» Your goal: Every record below is to be restated verbatim, though its images are not.
** Opening Record set block **
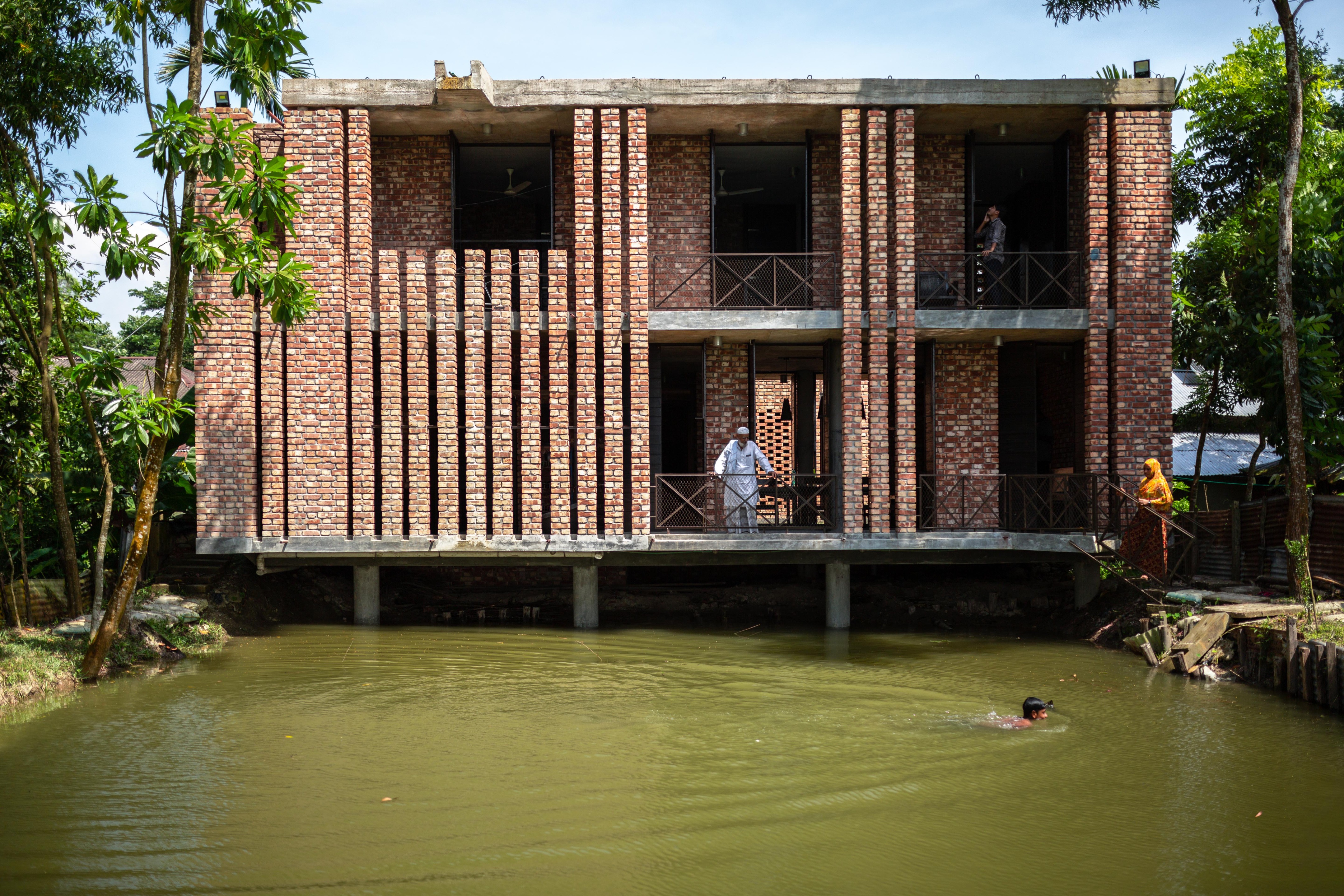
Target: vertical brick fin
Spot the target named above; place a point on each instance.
(851, 285)
(502, 391)
(614, 295)
(530, 387)
(272, 429)
(967, 404)
(475, 386)
(226, 393)
(558, 342)
(316, 374)
(637, 278)
(878, 237)
(446, 327)
(902, 334)
(1141, 246)
(1097, 240)
(390, 487)
(361, 301)
(585, 343)
(417, 390)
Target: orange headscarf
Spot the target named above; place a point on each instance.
(1155, 487)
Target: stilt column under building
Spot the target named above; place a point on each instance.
(366, 595)
(1086, 581)
(838, 595)
(585, 597)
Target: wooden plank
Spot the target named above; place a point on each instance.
(1202, 637)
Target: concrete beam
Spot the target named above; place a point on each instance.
(367, 595)
(482, 91)
(585, 597)
(838, 595)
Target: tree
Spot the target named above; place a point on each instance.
(1299, 495)
(56, 68)
(250, 202)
** Closing Record set block **
» Answer section:
Target: vertical brick fin
Spot the target named above; place a point on each instance.
(851, 285)
(502, 391)
(614, 295)
(530, 387)
(272, 429)
(967, 404)
(475, 386)
(226, 393)
(558, 342)
(316, 374)
(637, 278)
(878, 237)
(446, 327)
(902, 334)
(1141, 246)
(1097, 240)
(390, 487)
(361, 301)
(585, 343)
(417, 390)
Target: orange headscarf
Spot the target named above; place a point on each instance.
(1155, 487)
Target: stilt column under building
Spot the target named above; place a point on each instance.
(366, 595)
(1086, 581)
(838, 595)
(585, 597)
Target: wooden plank
Spot the target named above; place a point on each instance.
(1202, 637)
Target: concrete beam
Spot the target named above; place a point on each instance.
(367, 595)
(482, 91)
(585, 597)
(838, 595)
Target: tree
Spot the target named above; place a point on each instance.
(1299, 495)
(56, 68)
(250, 202)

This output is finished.